- _Supplied material_:
———

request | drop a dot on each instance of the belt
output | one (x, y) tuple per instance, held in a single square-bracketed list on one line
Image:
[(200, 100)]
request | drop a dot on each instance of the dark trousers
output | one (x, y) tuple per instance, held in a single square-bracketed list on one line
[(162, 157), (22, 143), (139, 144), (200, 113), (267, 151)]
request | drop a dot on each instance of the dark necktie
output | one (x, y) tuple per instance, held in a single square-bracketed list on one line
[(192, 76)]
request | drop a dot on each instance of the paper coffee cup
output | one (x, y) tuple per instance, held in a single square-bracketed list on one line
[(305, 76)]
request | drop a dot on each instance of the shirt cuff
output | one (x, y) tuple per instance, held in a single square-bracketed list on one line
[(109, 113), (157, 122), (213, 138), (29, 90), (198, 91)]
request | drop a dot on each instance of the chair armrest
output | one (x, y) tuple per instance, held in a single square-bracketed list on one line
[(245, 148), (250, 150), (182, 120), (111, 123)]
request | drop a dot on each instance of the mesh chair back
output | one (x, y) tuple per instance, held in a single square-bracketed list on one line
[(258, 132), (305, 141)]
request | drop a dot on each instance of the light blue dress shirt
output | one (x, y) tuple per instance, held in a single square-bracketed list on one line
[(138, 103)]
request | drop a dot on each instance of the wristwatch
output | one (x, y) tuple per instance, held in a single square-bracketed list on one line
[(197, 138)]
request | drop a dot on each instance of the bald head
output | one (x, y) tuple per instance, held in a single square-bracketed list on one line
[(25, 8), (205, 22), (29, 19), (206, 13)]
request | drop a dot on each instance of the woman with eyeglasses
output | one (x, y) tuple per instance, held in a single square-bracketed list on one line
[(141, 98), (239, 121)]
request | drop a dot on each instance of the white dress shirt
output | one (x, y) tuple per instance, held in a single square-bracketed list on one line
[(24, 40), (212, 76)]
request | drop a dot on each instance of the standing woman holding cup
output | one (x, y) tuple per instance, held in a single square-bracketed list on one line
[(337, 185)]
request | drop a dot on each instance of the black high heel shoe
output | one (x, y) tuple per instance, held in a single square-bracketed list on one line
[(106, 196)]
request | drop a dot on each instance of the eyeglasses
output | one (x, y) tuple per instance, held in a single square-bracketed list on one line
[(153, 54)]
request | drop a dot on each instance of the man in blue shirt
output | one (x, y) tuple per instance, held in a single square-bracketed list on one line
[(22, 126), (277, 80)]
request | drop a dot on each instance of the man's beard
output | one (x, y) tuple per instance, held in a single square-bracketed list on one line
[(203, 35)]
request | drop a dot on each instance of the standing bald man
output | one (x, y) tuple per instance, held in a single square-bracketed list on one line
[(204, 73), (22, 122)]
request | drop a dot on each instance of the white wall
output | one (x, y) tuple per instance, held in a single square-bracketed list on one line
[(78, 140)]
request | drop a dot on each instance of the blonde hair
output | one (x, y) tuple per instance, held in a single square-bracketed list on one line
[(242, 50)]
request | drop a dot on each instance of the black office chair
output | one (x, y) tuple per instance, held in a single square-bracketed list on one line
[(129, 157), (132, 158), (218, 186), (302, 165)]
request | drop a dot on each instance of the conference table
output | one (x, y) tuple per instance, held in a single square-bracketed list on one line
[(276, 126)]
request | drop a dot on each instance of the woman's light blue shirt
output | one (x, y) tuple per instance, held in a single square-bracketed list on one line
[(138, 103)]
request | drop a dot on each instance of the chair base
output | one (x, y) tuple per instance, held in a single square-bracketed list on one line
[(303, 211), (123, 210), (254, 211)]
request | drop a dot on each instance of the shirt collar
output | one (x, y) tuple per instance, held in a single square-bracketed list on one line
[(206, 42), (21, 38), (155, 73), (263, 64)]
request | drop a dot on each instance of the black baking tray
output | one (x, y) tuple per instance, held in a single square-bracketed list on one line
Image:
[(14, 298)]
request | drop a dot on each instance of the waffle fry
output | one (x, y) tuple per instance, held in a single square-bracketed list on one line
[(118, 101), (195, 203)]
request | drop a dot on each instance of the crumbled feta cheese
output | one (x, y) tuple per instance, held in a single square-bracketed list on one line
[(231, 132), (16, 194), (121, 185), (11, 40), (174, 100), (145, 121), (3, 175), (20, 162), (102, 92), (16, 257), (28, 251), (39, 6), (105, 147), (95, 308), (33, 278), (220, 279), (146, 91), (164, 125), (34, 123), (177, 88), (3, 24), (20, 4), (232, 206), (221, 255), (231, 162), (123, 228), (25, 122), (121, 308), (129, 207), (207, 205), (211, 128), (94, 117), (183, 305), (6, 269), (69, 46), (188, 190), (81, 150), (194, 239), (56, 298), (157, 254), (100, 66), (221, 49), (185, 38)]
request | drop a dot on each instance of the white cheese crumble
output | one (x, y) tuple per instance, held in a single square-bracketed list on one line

———

- _Task statement_:
Reproduce all of the items above, substituting "place a point" for every occurrence of "drop a dot" and leaving everything else unchanged.

- _Written solution_:
request | place a point on each instance of the belt
output | one (x, y) tuple per instance, held in a single square-bracketed list on one line
Image:
[(200, 100)]
request | place a point on each instance of the dark trousers
output | one (x, y) tuple per instance, held in a single square-bracketed list on one line
[(162, 157), (22, 143), (139, 144), (200, 113), (267, 151)]
request | place a point on each instance of the dark necktie
output | one (x, y) tuple per instance, held in a single square-bracketed list on one line
[(192, 76)]
request | place a point on each instance of the paper coffee cup
output | one (x, y) tuple per instance, held in a single square-bracketed list on one line
[(305, 76)]
request | place a point on each instance of the shirt cuff
output | one (x, y) tuple per instance, held in a single square-bracketed list on one line
[(109, 113), (157, 122), (213, 138), (29, 90), (198, 91)]
request | place a point on each instance of the chair armrest
output | one (x, y) tuple per instance, held in a single square-bracketed list on one line
[(245, 148), (250, 150), (182, 120), (111, 123)]
request | place a point on each instance of the mesh chair back
output | one (x, y) tuple per instance, held in a single square-bracketed list on one line
[(258, 132), (305, 141)]
request | place a point on each instance of the light blue dress shirt
output | one (x, y) tuple per instance, held in a single square-bracketed list on one line
[(138, 103)]
request | place a point on each instance of the wristwatch
output | one (x, y) tuple per instance, held in a single square-bracketed list on one line
[(197, 138)]
request | place a point on each instance of the bald head
output | one (x, y) tuple per instance, held in a single square-bracketed list on one line
[(25, 8), (205, 22), (29, 19), (206, 13)]
request | place a point on each instance of the woman with eyeglasses
output | one (x, y) tuple per instance, held in a single square-bracketed list on one line
[(141, 98), (239, 121)]
request | place a point on each instance of the white dress shirt
output | one (x, y) tuple per instance, held in a single square-bracketed list on one line
[(24, 40), (212, 76)]
request | place a point on each instance of the standing woman holding cup
output | one (x, y) tuple per instance, held in a single square-bracketed list on one line
[(337, 185)]
request | place a point on each instance of the black high heel shoe
output | one (x, y) tuple per instance, held in a single square-bracketed list on one line
[(106, 196)]
request | place a point on each instance of the eyeglasses
output | one (x, y) tuple per instance, held in a single square-bracketed list on one line
[(153, 54)]
request | place a point on each instance of the man in blue shirt
output | one (x, y) tuple per instance, held in a single square-bracketed list on one line
[(22, 126), (277, 80)]
request | place a point on each instance of the man's beard
output | one (x, y) tuple per instance, held in a single square-bracketed list on one line
[(203, 35)]
request | place a point on each instance of the standing bald man
output | one (x, y) tuple per instance, held in a single square-bracketed list on one line
[(204, 73), (22, 122)]
request | place a point on each instance of the white wall
output | one (x, y) tuple per instance, held in a single square-bracketed list on one line
[(78, 140)]
request | place a point on each instance of the blonde hair
output | one (x, y) tuple per instance, held in a single square-bracketed list on one line
[(242, 50)]
request | place a point on each instance of the black office chair
output | one (x, y) tuple per instance, held in a single square-bracketed list on one line
[(129, 157), (132, 158), (218, 186), (302, 165)]
request | place a point on each instance of the conference table
output | one (x, y) tuple per instance, held in a single square-bracketed list on one line
[(276, 126)]
request | place a point on each instance of the woman's light blue shirt
output | one (x, y) tuple per instance, held in a single square-bracketed list on one line
[(138, 103)]
request | place a point on each instance of the chair base
output | one (x, y) tuple per instance, held in a single square-bracketed list on one line
[(303, 211), (123, 210), (254, 211)]
request | place a point on each instance of the shirt collar
output | one (x, y) tuple per instance, held in a single square-bracketed list on one line
[(206, 42), (21, 38), (155, 73), (263, 64)]
request | place a point on each instance of the black baking tray
output | one (x, y) tuple per instance, held in a single square-bracketed list on one line
Image:
[(14, 298)]
request | place a point on each instance of the waffle fry
output | one (x, y) tuple per instance, held in a single square-bracketed list on one line
[(118, 101), (195, 203)]
request | place a point on each instance of the crumbled feta cheese
output | one (x, y) tuple per instance, held in a single square-bracketed list on one line
[(231, 132), (16, 194), (121, 185), (11, 40), (174, 100), (145, 121), (3, 175), (20, 162), (102, 92), (16, 257), (28, 251), (39, 6), (105, 147), (95, 308), (33, 278), (220, 279), (146, 91), (164, 125), (34, 123), (177, 88), (3, 24), (20, 4), (232, 206), (221, 255), (231, 162), (123, 228), (25, 122), (121, 308), (129, 207), (207, 205), (211, 128), (94, 117), (183, 305), (6, 269), (69, 46), (188, 190), (81, 150), (194, 239), (56, 298), (157, 254), (100, 66), (221, 49), (185, 38)]
request | place a point on each instance of the white cheese crumble
output | one (x, y) tuple per instance, held in a single square-bracketed list on one line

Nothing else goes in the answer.